**** DATA EXTRACT ****

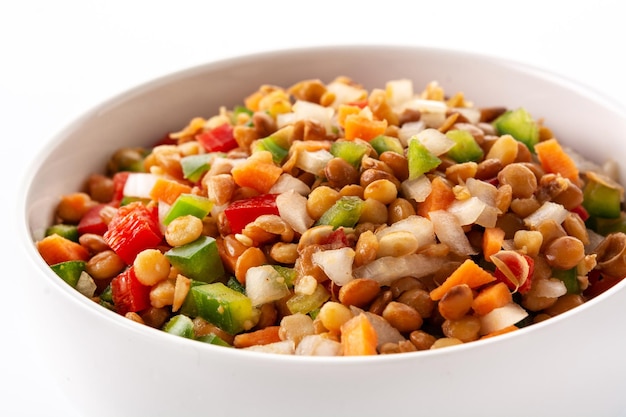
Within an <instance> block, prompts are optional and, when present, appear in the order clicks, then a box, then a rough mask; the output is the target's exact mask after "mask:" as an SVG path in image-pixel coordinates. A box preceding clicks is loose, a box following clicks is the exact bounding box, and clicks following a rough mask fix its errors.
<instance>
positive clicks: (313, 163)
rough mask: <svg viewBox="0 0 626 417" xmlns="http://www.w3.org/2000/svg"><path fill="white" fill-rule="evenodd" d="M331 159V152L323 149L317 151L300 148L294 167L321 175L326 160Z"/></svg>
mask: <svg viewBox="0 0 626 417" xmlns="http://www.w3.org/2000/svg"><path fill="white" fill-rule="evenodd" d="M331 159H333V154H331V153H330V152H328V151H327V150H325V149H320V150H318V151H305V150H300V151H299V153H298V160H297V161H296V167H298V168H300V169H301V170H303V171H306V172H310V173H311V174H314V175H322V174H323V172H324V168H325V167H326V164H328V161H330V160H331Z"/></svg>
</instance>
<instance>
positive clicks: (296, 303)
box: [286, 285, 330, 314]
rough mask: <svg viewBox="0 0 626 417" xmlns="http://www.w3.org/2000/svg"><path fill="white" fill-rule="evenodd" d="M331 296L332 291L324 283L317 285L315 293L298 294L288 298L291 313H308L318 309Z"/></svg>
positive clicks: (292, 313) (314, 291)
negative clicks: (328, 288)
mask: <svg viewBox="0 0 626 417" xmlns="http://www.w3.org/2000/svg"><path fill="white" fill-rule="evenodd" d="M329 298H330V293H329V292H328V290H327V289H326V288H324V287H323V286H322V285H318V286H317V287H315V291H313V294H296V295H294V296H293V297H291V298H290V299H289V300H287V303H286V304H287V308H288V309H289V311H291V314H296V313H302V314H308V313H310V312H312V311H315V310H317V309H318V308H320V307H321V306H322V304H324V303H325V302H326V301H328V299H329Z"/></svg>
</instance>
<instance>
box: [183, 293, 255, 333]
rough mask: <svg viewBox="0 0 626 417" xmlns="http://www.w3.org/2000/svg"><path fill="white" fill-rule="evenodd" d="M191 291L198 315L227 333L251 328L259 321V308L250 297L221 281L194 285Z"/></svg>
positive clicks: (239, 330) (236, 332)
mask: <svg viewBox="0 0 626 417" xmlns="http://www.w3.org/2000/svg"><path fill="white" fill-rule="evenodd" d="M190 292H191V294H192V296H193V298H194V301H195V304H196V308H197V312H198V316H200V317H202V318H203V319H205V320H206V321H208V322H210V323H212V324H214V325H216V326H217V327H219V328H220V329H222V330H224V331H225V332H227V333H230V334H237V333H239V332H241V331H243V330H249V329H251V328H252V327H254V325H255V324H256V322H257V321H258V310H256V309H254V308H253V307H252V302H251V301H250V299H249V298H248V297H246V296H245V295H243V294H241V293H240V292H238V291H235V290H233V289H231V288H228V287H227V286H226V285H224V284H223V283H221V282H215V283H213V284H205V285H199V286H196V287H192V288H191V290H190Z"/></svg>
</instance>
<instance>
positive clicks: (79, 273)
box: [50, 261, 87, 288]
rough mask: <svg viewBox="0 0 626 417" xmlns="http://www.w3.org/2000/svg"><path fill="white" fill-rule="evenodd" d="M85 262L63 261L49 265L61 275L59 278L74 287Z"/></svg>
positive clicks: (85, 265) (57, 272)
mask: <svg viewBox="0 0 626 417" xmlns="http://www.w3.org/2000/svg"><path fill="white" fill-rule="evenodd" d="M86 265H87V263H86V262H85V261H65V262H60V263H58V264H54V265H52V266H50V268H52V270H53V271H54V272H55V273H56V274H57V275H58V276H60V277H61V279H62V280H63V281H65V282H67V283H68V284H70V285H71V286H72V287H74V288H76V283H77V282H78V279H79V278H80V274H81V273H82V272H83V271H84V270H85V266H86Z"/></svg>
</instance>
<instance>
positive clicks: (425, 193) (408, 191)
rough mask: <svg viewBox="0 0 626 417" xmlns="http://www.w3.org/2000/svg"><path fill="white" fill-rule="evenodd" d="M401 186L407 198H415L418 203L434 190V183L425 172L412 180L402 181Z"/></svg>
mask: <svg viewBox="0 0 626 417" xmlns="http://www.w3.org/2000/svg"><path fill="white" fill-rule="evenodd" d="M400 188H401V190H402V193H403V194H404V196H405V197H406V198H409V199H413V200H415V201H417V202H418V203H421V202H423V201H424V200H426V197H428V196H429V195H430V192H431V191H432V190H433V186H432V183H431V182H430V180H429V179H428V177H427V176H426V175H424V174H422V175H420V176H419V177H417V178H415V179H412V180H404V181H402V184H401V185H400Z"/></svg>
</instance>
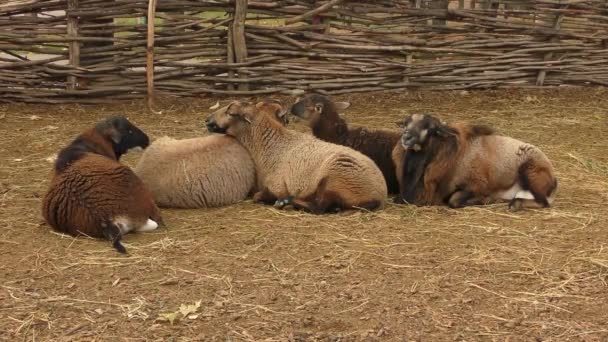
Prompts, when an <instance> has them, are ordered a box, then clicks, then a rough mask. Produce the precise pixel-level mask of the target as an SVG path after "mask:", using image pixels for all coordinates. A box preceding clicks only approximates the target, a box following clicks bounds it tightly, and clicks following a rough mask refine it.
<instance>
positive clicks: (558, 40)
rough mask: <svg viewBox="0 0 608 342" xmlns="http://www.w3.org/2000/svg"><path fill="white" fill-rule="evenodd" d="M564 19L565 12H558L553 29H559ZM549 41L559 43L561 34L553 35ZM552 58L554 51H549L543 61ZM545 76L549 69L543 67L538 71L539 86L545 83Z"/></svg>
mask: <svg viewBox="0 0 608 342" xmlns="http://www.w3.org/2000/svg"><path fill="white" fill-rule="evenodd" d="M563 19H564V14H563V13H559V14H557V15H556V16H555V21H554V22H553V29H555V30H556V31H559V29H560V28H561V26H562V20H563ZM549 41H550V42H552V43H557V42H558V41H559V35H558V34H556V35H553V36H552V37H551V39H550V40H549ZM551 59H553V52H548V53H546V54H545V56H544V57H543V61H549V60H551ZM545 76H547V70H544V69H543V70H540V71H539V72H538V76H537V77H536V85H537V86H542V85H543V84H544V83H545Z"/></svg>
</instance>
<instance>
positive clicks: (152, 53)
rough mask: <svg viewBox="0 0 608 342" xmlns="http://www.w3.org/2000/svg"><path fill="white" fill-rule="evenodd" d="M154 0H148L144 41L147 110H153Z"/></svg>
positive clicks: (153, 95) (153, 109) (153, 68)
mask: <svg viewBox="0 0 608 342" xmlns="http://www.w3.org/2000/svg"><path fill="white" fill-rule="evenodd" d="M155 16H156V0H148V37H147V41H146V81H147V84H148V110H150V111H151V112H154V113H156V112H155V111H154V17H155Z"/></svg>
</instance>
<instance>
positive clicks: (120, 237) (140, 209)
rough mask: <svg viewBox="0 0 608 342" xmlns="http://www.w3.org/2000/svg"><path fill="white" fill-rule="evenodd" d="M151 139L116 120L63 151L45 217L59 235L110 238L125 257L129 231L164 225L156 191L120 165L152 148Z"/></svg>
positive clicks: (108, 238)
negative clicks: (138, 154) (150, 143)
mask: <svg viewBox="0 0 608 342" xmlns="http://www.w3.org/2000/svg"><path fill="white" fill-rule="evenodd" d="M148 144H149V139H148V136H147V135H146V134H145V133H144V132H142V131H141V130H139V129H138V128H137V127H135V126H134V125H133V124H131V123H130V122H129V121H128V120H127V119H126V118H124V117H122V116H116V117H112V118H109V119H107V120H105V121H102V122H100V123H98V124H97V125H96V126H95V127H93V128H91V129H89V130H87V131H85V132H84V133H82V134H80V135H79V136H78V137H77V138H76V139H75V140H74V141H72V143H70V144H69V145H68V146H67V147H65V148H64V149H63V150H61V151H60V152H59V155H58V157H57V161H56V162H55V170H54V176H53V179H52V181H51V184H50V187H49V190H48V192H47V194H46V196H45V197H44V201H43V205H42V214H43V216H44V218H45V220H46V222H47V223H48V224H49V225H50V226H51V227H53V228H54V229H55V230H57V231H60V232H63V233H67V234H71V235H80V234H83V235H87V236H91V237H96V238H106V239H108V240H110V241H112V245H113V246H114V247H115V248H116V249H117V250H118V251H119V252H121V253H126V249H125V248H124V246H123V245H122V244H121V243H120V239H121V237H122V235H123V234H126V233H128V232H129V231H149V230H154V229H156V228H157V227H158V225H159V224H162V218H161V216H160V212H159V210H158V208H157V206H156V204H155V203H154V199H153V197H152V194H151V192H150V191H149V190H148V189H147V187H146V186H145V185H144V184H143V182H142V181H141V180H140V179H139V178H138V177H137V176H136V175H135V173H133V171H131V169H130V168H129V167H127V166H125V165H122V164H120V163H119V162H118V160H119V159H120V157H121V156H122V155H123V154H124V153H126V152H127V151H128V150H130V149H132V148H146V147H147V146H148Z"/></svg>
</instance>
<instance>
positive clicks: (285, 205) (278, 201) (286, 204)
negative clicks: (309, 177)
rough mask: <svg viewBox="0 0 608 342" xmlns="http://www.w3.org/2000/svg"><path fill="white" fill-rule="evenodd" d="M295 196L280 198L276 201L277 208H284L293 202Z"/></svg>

****
**** DATA EXTRACT ****

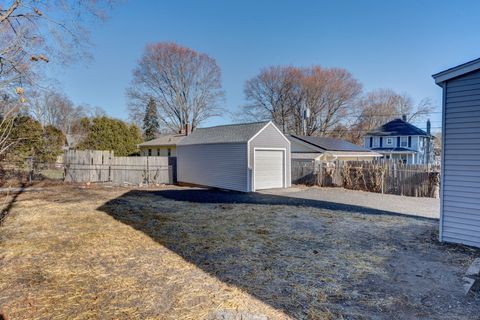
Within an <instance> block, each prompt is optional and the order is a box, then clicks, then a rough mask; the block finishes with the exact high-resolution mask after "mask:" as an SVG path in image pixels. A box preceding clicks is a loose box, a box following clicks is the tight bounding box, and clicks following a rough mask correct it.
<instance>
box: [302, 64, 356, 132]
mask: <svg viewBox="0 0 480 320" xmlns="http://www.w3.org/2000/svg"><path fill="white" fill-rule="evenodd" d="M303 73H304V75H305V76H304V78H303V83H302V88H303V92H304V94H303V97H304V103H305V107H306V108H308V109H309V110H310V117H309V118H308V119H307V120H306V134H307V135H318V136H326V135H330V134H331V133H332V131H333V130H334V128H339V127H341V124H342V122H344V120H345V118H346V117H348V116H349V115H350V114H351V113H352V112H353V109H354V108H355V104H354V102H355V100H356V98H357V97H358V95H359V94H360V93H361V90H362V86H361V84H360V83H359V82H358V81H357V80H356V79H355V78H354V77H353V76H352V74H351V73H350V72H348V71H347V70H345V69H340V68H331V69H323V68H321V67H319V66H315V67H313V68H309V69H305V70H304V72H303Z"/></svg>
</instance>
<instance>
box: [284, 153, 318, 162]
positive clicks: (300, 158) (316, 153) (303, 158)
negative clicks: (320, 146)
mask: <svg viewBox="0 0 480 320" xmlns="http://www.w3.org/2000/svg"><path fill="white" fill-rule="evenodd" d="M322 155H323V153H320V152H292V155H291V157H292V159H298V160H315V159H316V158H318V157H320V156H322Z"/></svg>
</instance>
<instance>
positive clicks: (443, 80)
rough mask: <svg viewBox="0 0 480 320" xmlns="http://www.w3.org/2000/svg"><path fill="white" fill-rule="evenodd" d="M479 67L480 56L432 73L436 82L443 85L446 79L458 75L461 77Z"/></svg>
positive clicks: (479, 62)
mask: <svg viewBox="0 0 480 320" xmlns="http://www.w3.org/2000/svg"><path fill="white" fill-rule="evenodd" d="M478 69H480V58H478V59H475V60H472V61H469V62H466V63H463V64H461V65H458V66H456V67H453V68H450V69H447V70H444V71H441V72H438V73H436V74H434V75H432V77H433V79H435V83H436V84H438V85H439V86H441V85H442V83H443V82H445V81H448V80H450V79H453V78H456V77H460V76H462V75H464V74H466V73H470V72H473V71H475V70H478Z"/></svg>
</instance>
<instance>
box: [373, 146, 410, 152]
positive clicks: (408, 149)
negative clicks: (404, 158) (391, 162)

****

Return word for word the lines above from the line with "negative clicks: (309, 177)" to the line with "196L280 198L276 201L277", including both and leaving out all others.

negative clicks: (309, 177)
rough mask: <svg viewBox="0 0 608 342" xmlns="http://www.w3.org/2000/svg"><path fill="white" fill-rule="evenodd" d="M295 196L280 198L276 201L277 208H284L293 202Z"/></svg>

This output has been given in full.